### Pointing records
--

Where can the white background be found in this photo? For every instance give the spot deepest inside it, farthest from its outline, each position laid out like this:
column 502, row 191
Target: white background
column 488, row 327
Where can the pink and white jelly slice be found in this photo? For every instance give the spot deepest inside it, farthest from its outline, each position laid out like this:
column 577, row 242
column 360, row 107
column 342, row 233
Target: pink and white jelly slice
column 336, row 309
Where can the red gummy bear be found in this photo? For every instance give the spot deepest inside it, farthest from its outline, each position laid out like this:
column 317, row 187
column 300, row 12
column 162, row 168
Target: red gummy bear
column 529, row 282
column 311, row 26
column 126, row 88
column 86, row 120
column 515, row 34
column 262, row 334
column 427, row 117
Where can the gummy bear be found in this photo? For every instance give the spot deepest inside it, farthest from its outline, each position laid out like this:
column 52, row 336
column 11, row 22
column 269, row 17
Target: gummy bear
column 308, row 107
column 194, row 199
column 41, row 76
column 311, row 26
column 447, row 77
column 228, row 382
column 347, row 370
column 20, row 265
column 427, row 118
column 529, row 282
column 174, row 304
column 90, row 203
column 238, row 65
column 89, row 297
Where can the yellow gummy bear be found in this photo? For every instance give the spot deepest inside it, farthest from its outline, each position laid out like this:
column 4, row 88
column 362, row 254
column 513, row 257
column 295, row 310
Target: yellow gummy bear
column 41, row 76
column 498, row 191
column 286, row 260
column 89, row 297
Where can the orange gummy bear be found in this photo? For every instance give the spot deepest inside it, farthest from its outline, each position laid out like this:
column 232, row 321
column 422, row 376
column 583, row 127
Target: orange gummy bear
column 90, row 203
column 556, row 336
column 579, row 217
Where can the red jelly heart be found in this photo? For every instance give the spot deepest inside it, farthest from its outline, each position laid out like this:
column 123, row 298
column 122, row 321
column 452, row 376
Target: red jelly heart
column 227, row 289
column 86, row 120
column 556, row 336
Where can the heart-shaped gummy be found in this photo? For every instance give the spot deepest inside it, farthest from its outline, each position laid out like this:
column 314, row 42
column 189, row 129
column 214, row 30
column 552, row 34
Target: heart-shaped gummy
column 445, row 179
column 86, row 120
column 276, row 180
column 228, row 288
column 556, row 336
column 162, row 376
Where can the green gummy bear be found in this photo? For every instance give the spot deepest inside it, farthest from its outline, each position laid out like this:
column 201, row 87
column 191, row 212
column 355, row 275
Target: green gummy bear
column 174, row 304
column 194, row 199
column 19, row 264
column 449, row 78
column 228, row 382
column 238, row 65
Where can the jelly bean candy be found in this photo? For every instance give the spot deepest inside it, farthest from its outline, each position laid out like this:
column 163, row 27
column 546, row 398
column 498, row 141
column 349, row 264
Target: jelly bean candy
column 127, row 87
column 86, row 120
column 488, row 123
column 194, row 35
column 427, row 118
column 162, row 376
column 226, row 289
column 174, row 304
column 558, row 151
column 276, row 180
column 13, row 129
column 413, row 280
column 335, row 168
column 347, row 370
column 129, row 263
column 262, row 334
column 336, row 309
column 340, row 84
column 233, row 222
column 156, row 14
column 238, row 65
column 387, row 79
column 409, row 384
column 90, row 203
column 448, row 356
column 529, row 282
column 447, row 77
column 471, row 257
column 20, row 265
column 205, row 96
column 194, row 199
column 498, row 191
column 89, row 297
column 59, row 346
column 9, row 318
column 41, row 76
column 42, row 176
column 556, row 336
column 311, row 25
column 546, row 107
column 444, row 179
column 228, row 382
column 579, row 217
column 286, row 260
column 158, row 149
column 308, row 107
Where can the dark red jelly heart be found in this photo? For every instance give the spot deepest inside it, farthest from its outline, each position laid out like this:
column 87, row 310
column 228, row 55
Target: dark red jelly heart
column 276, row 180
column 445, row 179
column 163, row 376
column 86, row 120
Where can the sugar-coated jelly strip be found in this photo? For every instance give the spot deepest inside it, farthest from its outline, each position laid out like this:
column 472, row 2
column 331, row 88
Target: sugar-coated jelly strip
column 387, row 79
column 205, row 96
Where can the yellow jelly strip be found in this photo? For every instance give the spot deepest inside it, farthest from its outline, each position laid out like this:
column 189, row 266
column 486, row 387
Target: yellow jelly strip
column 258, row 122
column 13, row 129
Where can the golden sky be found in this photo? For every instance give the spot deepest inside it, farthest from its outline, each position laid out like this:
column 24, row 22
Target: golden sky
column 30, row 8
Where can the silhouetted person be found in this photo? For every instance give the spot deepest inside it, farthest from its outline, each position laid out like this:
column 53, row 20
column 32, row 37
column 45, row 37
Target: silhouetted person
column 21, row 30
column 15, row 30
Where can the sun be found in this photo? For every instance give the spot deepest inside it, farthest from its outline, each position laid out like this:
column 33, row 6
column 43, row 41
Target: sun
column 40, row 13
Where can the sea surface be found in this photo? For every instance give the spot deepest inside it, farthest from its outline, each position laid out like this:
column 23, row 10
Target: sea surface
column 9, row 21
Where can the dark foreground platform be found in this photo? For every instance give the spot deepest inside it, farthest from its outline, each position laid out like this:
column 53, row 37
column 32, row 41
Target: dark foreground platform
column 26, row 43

--

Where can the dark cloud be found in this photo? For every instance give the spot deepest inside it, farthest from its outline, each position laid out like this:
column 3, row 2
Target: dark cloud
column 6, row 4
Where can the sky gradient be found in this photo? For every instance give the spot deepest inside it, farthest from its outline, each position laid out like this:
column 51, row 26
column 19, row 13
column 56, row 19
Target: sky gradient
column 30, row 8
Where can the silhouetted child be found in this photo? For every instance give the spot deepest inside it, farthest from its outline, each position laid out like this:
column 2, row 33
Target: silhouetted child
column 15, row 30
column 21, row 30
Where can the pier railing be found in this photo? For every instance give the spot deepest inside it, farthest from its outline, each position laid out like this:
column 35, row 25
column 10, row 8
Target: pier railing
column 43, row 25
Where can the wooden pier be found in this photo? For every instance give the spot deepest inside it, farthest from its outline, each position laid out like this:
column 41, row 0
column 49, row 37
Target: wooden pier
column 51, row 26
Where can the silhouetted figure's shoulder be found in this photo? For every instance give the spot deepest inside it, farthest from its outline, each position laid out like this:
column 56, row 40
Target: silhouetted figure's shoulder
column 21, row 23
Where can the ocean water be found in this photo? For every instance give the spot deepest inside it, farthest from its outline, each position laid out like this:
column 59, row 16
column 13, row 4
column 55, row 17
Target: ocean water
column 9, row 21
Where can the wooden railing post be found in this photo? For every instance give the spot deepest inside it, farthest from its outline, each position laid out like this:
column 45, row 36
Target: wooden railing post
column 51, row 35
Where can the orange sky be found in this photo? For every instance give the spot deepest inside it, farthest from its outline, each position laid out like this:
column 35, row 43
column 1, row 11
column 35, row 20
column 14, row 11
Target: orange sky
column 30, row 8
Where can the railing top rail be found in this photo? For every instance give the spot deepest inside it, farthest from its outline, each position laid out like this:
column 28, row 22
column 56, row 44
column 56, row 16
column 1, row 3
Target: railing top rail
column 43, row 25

--

### GIVEN EXERCISE
Copy out the lines of the records above verbatim, beginning with the line that contains "Where can the silhouetted person" and continuing through the line that contains "column 26, row 43", both included.

### THE REPLY
Where can the silhouetted person be found in this photo? For every instance give the spot deepest inside it, farthest from its outline, each position laid out like this:
column 53, row 20
column 32, row 37
column 45, row 37
Target: silhouetted person
column 21, row 30
column 15, row 30
Where can the sun be found in this photo? For every instance give the spot deepest inside it, farthest from its outline, each position laid out like this:
column 33, row 6
column 43, row 41
Target: sun
column 40, row 13
Where can the sea surface be found in this photo? For every instance give the spot deepest inside it, farthest from its outline, each position laid out like this:
column 23, row 10
Target: sea surface
column 9, row 21
Where can the dark foreground platform be found in this photo? For every instance give the spot deepest inside it, farthest from its outline, each position laid out like this:
column 53, row 37
column 32, row 41
Target: dark foreground platform
column 26, row 43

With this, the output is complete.